[Begin]
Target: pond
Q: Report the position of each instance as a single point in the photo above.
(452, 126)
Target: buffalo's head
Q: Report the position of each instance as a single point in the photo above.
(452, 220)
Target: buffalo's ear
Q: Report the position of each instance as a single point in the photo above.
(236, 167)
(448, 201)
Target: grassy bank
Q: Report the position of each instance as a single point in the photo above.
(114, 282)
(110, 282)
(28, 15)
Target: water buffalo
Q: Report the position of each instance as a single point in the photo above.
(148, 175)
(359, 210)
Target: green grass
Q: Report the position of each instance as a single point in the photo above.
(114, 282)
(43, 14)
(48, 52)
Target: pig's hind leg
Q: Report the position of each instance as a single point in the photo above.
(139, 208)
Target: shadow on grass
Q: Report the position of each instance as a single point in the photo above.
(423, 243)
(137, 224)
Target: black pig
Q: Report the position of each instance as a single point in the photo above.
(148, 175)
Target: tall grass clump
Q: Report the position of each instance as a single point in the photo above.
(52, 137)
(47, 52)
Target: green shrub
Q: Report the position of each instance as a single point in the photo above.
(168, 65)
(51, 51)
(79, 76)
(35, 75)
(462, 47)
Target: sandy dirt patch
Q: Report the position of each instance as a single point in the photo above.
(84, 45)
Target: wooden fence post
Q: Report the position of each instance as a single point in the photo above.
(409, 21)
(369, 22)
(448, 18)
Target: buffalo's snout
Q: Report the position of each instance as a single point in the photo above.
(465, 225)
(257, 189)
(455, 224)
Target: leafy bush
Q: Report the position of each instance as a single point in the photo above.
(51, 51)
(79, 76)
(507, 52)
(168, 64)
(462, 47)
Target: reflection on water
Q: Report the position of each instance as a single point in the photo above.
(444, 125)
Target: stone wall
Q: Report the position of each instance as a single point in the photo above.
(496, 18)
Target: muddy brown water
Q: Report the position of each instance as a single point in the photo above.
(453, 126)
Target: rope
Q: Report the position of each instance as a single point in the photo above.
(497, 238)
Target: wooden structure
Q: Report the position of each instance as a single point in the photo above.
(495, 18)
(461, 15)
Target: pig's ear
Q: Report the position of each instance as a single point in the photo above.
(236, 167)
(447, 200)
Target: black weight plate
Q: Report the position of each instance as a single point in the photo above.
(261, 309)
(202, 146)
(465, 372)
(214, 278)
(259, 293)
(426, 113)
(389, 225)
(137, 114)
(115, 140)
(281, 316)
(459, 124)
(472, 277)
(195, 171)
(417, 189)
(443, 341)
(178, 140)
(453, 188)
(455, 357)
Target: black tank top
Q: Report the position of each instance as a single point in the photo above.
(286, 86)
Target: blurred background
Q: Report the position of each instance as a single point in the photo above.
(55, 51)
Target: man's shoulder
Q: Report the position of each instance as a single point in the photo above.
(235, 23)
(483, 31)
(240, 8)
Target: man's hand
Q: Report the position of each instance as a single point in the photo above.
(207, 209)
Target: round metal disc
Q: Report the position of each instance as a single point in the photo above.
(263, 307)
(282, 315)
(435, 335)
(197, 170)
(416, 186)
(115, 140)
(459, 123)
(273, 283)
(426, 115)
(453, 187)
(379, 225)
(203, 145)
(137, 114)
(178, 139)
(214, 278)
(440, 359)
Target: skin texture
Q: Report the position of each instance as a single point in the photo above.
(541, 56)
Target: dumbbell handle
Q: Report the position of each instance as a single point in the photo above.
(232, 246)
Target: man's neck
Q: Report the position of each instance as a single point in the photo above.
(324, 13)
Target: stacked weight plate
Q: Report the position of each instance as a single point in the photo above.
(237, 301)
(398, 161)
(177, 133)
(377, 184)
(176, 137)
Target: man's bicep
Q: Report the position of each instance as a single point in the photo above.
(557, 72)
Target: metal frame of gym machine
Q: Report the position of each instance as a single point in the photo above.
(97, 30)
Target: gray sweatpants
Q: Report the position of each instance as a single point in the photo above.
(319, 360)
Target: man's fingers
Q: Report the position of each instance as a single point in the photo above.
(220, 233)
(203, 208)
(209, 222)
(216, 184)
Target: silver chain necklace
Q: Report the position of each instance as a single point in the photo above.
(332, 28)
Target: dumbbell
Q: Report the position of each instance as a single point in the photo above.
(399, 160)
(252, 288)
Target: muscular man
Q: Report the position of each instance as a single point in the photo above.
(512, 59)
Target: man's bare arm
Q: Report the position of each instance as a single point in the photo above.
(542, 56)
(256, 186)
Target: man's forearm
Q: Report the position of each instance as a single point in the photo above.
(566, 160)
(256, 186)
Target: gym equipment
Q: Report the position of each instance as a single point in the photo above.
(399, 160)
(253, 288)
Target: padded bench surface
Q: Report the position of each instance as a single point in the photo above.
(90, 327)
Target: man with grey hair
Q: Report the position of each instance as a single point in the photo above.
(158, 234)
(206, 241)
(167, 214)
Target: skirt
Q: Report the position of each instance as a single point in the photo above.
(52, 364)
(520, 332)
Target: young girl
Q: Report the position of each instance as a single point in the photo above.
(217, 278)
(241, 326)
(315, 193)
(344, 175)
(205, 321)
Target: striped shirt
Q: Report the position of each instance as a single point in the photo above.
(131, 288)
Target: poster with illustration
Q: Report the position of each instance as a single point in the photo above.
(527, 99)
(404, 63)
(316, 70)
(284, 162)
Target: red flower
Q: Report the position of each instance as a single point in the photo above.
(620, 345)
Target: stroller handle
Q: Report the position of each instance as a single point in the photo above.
[End]
Render every one of the lines above as a JSON list of strings, with one string per line and any blank lines omitted.

* **Solution for this exercise**:
[
  "Target: pond",
  "Q: Report the position of each instance as a single point in the photo above.",
  "(452, 126)",
  "Target: buffalo's head",
  "Q: Report the position of each instance as a single point in the photo above.",
  "(452, 220)",
  "Target: buffalo's ear",
  "Q: Report the position of each instance as a single point in the photo above.",
  "(236, 167)",
  "(448, 201)",
  "Target: grassy bank",
  "Q: Report the position of each instance as a single point in the photo above.",
  "(114, 282)",
  "(110, 282)",
  "(28, 15)",
  "Target: water buffalo",
  "Q: Report the position of each instance as a single point in the photo above.",
  "(148, 175)",
  "(359, 210)",
  "Target: green grass",
  "Q: Report the position of each instance as a single point in the photo above.",
  "(114, 282)",
  "(43, 14)",
  "(48, 52)",
  "Target: pig's hind leg",
  "Q: Report the position of each instance as a single point in the photo above.",
  "(139, 208)",
  "Target: shadow on grass",
  "Q: Report the position of each instance as a single point in the photo above.",
  "(423, 243)",
  "(137, 224)",
  "Target: black pig",
  "Q: Report the position of each instance as a single point in the photo above.",
  "(148, 175)",
  "Target: tall grass clump",
  "Q: Report the position of each instance as a single point in the photo above.",
  "(52, 137)",
  "(47, 52)",
  "Target: green shrub",
  "Q: Report the position of each instance as a single point in the photo above.",
  "(168, 65)",
  "(51, 51)",
  "(79, 76)",
  "(35, 75)",
  "(462, 47)",
  "Target: sandy dirt patch",
  "Q: Report the position of each instance as a single point in the photo above.",
  "(84, 45)",
  "Target: wooden fence post",
  "Q: Report the position of each instance as a single point in the photo above.",
  "(409, 21)",
  "(369, 22)",
  "(448, 18)",
  "Target: buffalo's snout",
  "Q: Report the position of each instance as a single point in the photo above.",
  "(465, 225)",
  "(257, 189)",
  "(455, 224)",
  "Target: leafy bush",
  "Q: Report the position of each instance as a single point in the photo above.",
  "(51, 51)",
  "(79, 76)",
  "(507, 52)",
  "(168, 64)",
  "(462, 47)",
  "Target: reflection on water",
  "Q: Report the position of each instance as a single point in the photo above.",
  "(444, 125)",
  "Target: stone wall",
  "Q: Report the position of each instance as a single point in the photo above.",
  "(496, 18)",
  "Target: muddy brown water",
  "Q: Report the position of each instance as a single point in the photo above.",
  "(453, 126)",
  "Target: rope",
  "Q: Report the position of each instance as a single point in the photo above.",
  "(497, 238)",
  "Target: wooden structure",
  "Q: Report the position of each instance as a single point in the photo above.",
  "(495, 18)",
  "(461, 15)",
  "Target: pig's ear",
  "Q: Report the position of each instance as a single point in the photo above.",
  "(236, 167)",
  "(447, 200)",
  "Target: black weight plate",
  "Q: Report the position of each instance as a single point in the photo above.",
  "(261, 309)",
  "(202, 146)",
  "(465, 372)",
  "(214, 278)",
  "(259, 293)",
  "(426, 113)",
  "(389, 225)",
  "(137, 114)",
  "(115, 140)",
  "(281, 316)",
  "(459, 124)",
  "(472, 277)",
  "(195, 171)",
  "(417, 189)",
  "(443, 341)",
  "(178, 140)",
  "(453, 188)",
  "(455, 357)",
  "Target: black tank top",
  "Q: Report the position of each instance as a single point in the photo above.",
  "(286, 86)",
  "Target: blurred background",
  "Q: Report the position of each instance as a single point in the photo above.",
  "(55, 51)",
  "Target: man's shoulder",
  "Q: Report the position of each instance as a single point in the photo above.",
  "(235, 23)",
  "(483, 31)",
  "(240, 8)",
  "Target: man's hand",
  "Q: Report the position of each instance as a single point in the photo above.",
  "(207, 209)",
  "Target: round metal disc",
  "Q: Report the position of each instance as a single point in the photo above.",
  "(263, 307)",
  "(282, 315)",
  "(435, 335)",
  "(197, 170)",
  "(416, 186)",
  "(115, 140)",
  "(459, 123)",
  "(273, 283)",
  "(426, 115)",
  "(453, 187)",
  "(379, 225)",
  "(203, 145)",
  "(137, 114)",
  "(178, 139)",
  "(214, 278)",
  "(440, 359)",
  "Target: skin texture",
  "Q: Report the position of each instance as a single point in the photo above.",
  "(541, 56)",
  "Target: dumbbell handle",
  "Q: Report the position of each instance as a single point in the photo above.",
  "(232, 246)",
  "Target: man's neck",
  "Q: Report the position of each instance as a single point in the photo above.",
  "(324, 13)",
  "Target: stacked weight plate",
  "Q: Report the position of each instance as a single point in the photo above.",
  "(237, 301)",
  "(398, 161)",
  "(177, 133)",
  "(377, 184)",
  "(176, 137)",
  "Target: man's bicep",
  "Q: Report the position of each instance as a single point in the photo above.",
  "(557, 72)",
  "Target: metal frame of gym machine",
  "Q: Report the position of each instance as a single point in the photo above.",
  "(97, 30)",
  "Target: gray sweatpants",
  "Q: Report the position of each instance as a single point in the photo above.",
  "(319, 360)",
  "Target: man's fingers",
  "Q: Report the position of each instance as a single point in the photo above.",
  "(220, 233)",
  "(203, 208)",
  "(209, 222)",
  "(216, 184)",
  "Target: silver chain necklace",
  "Q: Report the position of each instance as a single point in the photo above.",
  "(332, 28)",
  "Target: dumbbell",
  "Q: Report the position of each instance as a single point in the photo above.",
  "(399, 160)",
  "(252, 288)",
  "Target: muscular man",
  "Q: Report the position of each instance as a single point in the photo above.",
  "(512, 59)",
  "Target: man's bare arm",
  "Q: Report the position of each instance as a single point in the photo above.",
  "(542, 56)",
  "(256, 186)",
  "Target: man's forearm",
  "Q: Report the position of each instance as a single point in the photo above.",
  "(566, 160)",
  "(256, 186)",
  "Target: gym equipment",
  "Q: Report the position of each instance as a single point in the photo above.",
  "(399, 160)",
  "(253, 288)",
  "Target: padded bench surface",
  "Q: Report the position of each instance as a single point in the photo above.",
  "(90, 327)",
  "Target: man with grey hair",
  "Q: Report the position of each instance as a single point in the photo above.",
  "(158, 234)",
  "(206, 241)",
  "(167, 214)",
  "Target: skirt",
  "Q: Report the position of each instance as a single point in the photo above.",
  "(52, 364)",
  "(520, 332)",
  "Target: young girl",
  "Q: Report the position of each instance as a single point in the photo above.",
  "(217, 278)",
  "(241, 326)",
  "(315, 193)",
  "(344, 175)",
  "(205, 321)",
  "Target: striped shirt",
  "Q: Report the position of each instance as a single point in the photo above.",
  "(131, 288)",
  "Target: poster with illustration",
  "Q: Report the position of each instance as a single point in the photo above.",
  "(527, 99)",
  "(404, 63)",
  "(316, 70)",
  "(284, 162)",
  "Target: red flower",
  "Q: Report the position of each instance as a single point in the photo above.",
  "(620, 345)",
  "Target: stroller handle",
  "Q: Report the position of each instance as a single point in the photo above."
]